◆ **TEXTE DE LECTURE**
---

Une autre riposte potentielle : viser l' installation nucléaire de Dimona en Israël. L'hypocrisie de la position occidentale sur le nucléaire s'illustre par son mutisme sur l'arsenal clandestin de Tel-Aviv et ses attaques contre le programme civil iranien, qui est surveillé par l'Agence internationale de l'énergie atomique (AIEA).
Malgré un décret religieux contraignant du guide suprême, l'ayatollah Ali Khamenei, interdisant les armes nucléaires et les armes de destruction massive, les appels internes en faveur d'une révision de la doctrine nucléaire iranienne se multiplient. Aujourd'hui, l'AIEA ayant offert à Netanyahu une couverture juridique pour son attaque en remettant en question le respect des engagements de l'Iran quelques jours avant le raid, Téhéran pourrait expulser les inspecteurs et même se retirer du Traité de non-prolifération nucléaire (TNP), comme l'a fait la Corée du Nord en 2003.

---

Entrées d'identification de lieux
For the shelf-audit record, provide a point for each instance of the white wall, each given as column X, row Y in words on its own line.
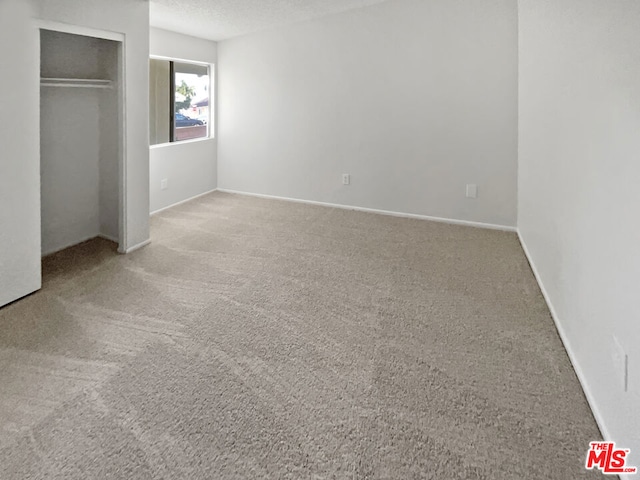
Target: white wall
column 190, row 168
column 130, row 17
column 414, row 99
column 19, row 153
column 579, row 201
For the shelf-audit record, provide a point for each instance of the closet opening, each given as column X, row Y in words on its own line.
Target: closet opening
column 81, row 139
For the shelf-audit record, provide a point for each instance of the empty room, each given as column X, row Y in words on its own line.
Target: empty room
column 359, row 239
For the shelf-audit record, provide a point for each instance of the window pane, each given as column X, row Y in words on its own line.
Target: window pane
column 191, row 108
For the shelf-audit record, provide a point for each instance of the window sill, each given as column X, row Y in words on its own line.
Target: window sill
column 181, row 142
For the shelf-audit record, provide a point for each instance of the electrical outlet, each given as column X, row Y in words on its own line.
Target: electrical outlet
column 620, row 363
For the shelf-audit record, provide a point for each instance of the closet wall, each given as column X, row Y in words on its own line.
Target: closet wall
column 80, row 142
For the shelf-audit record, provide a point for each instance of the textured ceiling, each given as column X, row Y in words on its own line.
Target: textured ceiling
column 222, row 19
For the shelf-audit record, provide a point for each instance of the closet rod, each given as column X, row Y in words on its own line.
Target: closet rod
column 75, row 83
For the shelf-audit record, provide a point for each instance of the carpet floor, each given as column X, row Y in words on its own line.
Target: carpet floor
column 265, row 339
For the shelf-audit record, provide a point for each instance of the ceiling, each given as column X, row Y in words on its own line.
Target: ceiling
column 223, row 19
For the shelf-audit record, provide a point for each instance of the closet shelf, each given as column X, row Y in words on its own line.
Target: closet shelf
column 75, row 83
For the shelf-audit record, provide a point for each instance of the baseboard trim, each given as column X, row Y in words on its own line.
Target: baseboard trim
column 183, row 201
column 135, row 247
column 450, row 221
column 567, row 345
column 108, row 237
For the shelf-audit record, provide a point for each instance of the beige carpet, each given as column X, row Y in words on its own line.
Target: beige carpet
column 263, row 339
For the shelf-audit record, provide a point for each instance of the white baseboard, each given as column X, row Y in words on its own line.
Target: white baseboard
column 567, row 345
column 183, row 201
column 451, row 221
column 109, row 237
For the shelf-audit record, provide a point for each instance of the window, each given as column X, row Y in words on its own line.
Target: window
column 179, row 101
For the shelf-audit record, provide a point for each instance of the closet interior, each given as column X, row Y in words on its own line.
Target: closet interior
column 80, row 139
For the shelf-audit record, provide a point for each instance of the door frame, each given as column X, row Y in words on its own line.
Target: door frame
column 120, row 38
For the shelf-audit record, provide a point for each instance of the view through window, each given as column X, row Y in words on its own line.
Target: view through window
column 179, row 100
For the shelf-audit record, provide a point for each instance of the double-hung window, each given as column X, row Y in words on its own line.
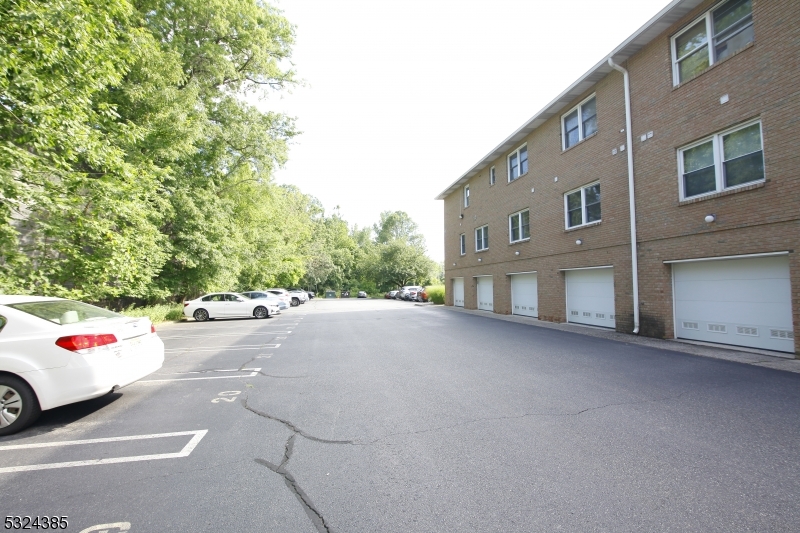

---

◆ **OBJECTIF A**
D'après le texte sur le nucléaire iranien, quel pays s'est retiré du Traité de non-prolifération nucléaire en 2003 ?
◆ **OBJECTIF B**
Rédigez la suite du texte sur le nucléaire iranien, en reprenant après sa dernière phrase.

◆ **RÉPONSE ATTENDUE A**
La Corée du Nord.

◆ **RÉPONSE ATTENDUE B**
Les voies diplomatiques restent ouvertes, mais à certaines conditions. L'Iran se dit toujours disposé à participer à des négociations sur le nucléaire, mais uniquement si la communauté internationale met un frein à l'agression de l'État occupant. Le ministre des Affaires étrangères Araghchi est à Moscoupour s'entretenir avec le président russe Vladimir Poutine, et Téhéran participe activement à la réunion d'urgence du Conseil de sécurité de l'ONU.
Entre les deux trahisons et les deux invasions, l'Iran ne se contente pas de réagir, il se réorganise. Avec une patience stratégique et confiant en ses capacités, Téhéran fait une nouvelle fois face à une guerre imposée, comme il l'a fait il y a quarante ans contre l'invasion soutenue par les États-Unis et menée par le défunt président irakien Saddam Hussein. Et tout comme il n'a pas cédé alors, il ne cédera pas aujourd'hui non plus.
Khalil Harb
Article original en anglais : Tehran braces for the long war after twin betrayals from Washington and Tel Aviv, The Cradle, le 23 juin 2025.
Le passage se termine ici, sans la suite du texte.